- WHAT YOU ARE ASKED TO DO -
Below are the records; they must be reproduced verbatim.

INPUT MATERIAL Block Start

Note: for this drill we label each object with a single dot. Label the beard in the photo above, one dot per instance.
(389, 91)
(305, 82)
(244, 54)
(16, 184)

INPUT MATERIAL Block End

- WRITTEN SOLUTION -
Note: for this drill we label each object with a single dot. Label the beard in the photo above, one dot per instance.
(389, 91)
(305, 82)
(244, 54)
(16, 184)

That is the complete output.